- **WORK ITEM**
If a line in the entries below includes the string "smartphone", copy it out.

- **EXCERPTED DATA**
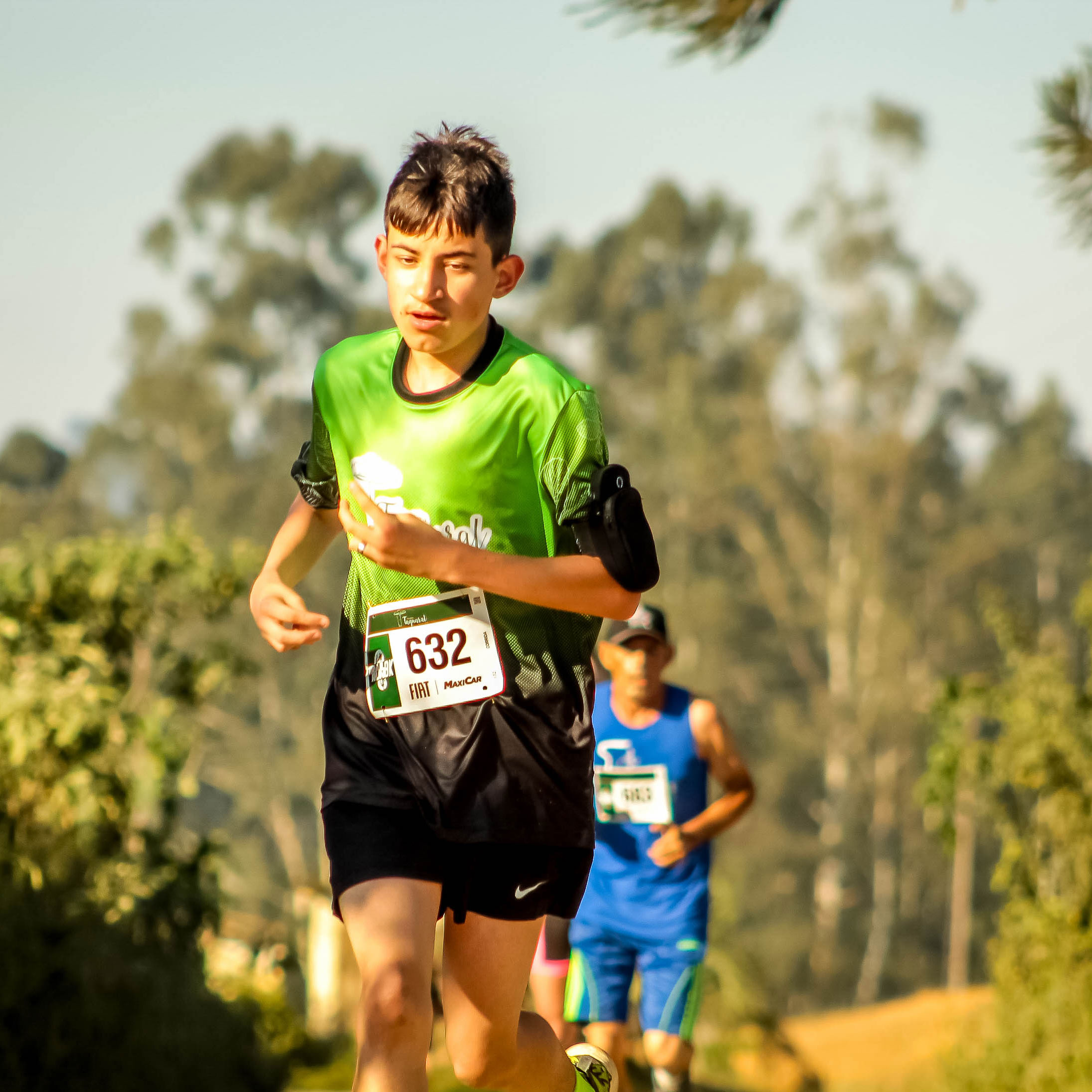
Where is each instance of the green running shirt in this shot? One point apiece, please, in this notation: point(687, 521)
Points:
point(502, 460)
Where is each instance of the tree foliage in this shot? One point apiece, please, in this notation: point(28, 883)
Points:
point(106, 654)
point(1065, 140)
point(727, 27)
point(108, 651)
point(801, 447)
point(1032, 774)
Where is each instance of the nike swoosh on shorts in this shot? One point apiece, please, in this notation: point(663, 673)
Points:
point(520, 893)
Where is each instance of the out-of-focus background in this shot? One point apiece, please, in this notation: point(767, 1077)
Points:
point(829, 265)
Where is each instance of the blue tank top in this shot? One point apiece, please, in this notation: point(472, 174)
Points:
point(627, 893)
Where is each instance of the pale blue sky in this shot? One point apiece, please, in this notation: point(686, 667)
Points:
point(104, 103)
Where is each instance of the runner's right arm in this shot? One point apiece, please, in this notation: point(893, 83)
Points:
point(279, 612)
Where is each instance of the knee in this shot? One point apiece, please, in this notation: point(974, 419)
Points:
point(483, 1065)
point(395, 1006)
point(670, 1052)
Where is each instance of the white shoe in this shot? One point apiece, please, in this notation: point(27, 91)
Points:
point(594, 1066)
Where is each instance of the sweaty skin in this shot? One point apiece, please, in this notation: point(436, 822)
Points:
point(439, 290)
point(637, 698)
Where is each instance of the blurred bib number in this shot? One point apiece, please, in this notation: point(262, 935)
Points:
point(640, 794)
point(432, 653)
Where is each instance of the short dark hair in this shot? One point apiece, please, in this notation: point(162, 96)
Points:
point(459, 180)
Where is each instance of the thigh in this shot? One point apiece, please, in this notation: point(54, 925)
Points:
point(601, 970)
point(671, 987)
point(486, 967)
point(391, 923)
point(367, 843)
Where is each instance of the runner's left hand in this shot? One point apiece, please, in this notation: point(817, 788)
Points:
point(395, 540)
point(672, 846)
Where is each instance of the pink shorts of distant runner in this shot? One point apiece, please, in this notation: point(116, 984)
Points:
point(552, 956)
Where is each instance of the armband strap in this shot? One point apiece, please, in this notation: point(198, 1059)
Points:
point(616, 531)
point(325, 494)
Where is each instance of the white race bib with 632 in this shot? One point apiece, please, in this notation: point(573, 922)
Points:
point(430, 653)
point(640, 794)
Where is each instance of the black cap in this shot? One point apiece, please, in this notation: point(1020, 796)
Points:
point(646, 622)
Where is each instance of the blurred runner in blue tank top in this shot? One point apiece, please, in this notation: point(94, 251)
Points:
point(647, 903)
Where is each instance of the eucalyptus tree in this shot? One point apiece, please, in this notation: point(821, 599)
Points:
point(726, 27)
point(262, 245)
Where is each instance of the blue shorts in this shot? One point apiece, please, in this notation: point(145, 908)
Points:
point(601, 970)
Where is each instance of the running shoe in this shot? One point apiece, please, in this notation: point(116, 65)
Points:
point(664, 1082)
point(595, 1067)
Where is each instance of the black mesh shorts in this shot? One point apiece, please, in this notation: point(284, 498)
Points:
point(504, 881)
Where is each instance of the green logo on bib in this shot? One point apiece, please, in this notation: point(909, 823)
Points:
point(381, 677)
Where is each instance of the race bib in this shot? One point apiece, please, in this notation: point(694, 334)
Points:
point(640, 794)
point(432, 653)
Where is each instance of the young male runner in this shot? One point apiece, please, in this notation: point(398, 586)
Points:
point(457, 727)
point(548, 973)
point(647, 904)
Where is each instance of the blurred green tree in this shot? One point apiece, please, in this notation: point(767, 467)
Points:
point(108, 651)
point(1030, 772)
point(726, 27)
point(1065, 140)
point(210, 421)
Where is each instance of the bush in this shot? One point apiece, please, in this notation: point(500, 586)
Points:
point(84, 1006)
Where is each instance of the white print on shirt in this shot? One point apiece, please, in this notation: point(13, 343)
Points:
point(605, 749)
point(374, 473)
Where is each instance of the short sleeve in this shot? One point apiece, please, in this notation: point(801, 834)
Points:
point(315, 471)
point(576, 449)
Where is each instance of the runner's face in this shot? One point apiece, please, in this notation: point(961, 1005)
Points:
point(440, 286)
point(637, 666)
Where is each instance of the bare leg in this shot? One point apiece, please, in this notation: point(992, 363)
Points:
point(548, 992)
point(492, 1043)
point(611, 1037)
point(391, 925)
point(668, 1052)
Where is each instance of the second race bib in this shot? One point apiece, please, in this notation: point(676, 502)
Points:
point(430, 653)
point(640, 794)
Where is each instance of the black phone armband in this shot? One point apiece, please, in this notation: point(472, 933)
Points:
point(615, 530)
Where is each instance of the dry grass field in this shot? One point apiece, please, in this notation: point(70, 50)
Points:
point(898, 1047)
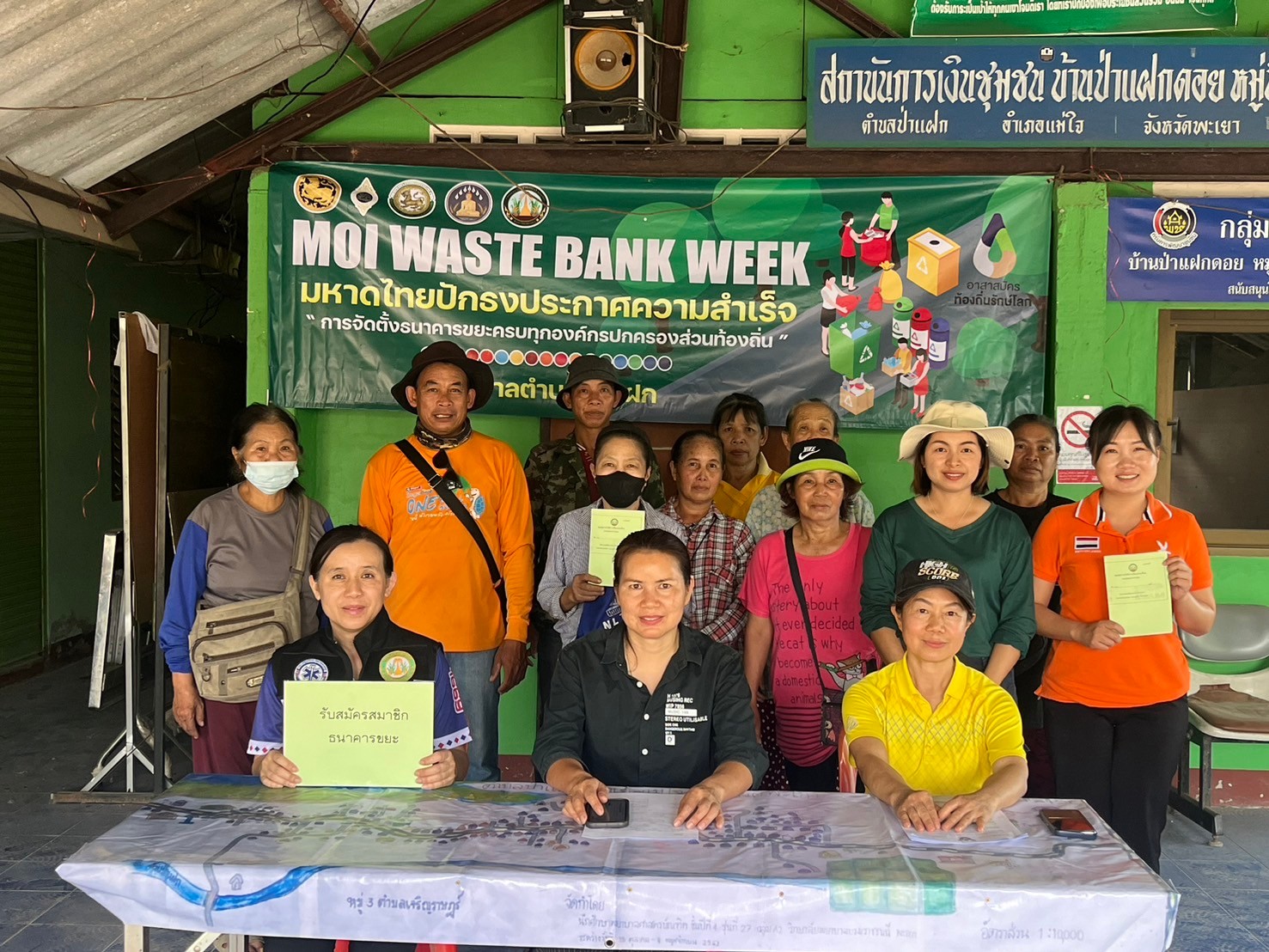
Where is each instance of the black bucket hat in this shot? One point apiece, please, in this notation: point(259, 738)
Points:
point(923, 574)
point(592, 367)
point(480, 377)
...
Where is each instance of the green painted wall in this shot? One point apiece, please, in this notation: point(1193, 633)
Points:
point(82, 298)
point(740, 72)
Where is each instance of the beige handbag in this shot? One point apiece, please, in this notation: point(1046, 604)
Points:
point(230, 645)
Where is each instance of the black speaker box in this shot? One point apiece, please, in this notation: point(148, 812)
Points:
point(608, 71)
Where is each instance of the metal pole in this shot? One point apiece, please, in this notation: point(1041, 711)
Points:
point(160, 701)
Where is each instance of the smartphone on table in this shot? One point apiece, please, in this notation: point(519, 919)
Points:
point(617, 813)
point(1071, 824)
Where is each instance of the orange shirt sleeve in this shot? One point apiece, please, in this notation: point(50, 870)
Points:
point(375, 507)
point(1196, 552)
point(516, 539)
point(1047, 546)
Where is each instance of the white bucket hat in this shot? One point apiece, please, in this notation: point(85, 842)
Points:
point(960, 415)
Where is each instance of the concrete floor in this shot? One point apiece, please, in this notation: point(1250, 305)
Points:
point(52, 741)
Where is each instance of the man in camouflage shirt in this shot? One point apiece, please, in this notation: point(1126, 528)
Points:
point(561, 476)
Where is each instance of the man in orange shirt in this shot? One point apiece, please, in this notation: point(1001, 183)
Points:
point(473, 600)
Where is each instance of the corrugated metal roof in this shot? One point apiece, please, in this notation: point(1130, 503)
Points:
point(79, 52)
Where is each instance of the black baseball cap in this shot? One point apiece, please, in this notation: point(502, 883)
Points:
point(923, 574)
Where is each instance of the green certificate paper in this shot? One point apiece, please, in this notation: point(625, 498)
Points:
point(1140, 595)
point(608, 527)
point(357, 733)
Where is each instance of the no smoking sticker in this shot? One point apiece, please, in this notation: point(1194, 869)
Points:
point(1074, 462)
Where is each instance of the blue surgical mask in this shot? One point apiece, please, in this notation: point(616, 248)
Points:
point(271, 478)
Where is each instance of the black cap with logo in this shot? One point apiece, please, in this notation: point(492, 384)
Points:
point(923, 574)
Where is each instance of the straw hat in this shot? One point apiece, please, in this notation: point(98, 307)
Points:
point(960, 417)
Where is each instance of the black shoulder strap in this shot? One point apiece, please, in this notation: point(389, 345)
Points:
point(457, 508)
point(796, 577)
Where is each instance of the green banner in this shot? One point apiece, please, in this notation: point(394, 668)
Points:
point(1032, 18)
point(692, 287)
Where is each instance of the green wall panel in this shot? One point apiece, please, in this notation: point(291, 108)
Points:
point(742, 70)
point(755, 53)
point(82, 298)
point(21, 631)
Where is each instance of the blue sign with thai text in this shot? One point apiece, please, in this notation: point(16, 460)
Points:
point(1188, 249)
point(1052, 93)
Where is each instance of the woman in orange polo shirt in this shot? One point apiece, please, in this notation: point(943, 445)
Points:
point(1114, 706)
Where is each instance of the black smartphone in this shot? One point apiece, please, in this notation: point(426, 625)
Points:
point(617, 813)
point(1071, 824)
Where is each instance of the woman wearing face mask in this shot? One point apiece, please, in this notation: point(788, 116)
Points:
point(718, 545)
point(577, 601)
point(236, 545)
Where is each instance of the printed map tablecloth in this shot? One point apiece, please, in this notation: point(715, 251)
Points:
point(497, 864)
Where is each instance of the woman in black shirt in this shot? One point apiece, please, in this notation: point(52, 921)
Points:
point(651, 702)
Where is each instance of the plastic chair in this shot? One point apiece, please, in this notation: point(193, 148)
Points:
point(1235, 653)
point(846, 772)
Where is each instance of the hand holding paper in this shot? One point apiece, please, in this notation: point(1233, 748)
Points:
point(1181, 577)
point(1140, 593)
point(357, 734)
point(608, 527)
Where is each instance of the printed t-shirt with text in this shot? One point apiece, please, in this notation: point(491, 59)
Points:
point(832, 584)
* * *
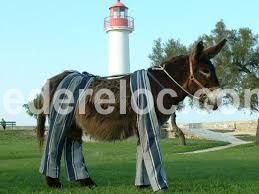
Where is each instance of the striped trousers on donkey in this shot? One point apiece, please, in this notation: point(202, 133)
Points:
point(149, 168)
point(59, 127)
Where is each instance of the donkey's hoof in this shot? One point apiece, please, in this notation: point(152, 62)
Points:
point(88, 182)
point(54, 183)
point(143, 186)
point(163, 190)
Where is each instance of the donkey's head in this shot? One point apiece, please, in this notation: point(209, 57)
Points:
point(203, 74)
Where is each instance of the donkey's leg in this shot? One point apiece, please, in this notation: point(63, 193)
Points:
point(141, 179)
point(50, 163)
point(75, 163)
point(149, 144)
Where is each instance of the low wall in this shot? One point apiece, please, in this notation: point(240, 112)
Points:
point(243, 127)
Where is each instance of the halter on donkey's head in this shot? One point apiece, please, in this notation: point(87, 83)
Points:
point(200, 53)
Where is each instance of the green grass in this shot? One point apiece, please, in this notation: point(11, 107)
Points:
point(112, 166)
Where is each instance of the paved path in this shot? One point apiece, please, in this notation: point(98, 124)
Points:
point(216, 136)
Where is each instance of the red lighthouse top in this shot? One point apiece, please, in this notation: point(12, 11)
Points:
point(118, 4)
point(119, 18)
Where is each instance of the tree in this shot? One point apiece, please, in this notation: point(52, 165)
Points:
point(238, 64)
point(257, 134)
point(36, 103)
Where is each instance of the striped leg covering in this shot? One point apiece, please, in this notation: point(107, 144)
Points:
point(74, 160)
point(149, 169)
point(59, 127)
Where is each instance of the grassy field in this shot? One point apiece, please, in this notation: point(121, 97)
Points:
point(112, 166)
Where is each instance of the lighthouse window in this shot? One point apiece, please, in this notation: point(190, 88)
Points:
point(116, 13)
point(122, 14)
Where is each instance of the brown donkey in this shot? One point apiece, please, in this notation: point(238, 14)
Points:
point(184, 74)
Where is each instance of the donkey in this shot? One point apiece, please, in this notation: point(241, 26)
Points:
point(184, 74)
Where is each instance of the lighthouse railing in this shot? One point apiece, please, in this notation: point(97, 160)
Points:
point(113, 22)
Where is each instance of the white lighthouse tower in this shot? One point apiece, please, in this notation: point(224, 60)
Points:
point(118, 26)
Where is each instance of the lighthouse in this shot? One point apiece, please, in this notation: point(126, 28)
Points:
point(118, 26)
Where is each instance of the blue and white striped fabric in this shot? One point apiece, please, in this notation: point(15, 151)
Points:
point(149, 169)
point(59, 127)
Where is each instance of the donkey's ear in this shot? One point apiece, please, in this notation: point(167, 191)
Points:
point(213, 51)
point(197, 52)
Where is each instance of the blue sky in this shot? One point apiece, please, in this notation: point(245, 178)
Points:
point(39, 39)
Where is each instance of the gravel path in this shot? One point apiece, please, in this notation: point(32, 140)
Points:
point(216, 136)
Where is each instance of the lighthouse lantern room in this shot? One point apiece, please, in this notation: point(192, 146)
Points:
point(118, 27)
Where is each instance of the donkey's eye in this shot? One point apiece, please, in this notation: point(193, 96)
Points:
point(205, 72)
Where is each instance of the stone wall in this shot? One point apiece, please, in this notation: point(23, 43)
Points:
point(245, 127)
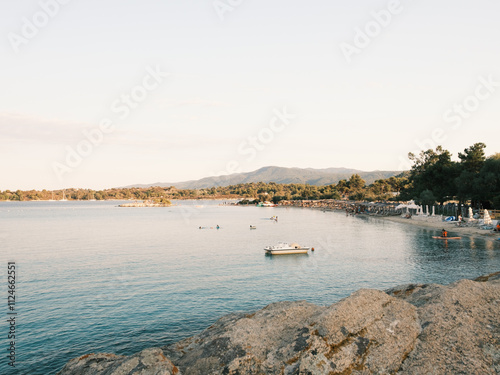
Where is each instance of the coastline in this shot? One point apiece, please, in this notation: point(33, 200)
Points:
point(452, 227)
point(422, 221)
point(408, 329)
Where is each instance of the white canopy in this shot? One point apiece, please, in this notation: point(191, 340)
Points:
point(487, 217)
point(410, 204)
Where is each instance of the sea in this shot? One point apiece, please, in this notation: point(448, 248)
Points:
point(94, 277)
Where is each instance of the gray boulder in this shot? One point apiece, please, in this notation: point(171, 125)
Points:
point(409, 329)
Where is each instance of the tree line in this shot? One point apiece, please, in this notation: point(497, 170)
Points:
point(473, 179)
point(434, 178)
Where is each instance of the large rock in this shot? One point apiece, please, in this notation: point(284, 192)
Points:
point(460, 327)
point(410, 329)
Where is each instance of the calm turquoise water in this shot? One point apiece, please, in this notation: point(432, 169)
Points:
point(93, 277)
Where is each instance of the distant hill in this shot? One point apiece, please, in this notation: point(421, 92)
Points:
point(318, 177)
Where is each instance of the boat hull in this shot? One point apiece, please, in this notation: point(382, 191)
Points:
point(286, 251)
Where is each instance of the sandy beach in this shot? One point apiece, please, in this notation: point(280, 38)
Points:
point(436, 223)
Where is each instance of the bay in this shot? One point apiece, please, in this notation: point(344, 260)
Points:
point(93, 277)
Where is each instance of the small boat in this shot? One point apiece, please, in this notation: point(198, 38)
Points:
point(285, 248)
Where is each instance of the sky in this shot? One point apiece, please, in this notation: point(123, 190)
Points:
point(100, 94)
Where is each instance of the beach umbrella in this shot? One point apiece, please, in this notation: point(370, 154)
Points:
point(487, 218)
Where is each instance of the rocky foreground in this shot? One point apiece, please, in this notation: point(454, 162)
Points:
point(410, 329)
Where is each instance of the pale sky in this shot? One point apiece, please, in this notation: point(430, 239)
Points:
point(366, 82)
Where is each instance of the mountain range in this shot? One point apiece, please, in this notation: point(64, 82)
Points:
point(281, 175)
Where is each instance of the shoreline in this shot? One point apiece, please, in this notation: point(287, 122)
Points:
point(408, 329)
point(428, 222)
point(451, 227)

- **TASK SOLUTION**
Where is each instance of the smartphone on table in this shot? One point apiece, please, in this notation: point(519, 919)
Where is each instance of the black smartphone in this shot? One point apiece, please, in this notation: point(426, 625)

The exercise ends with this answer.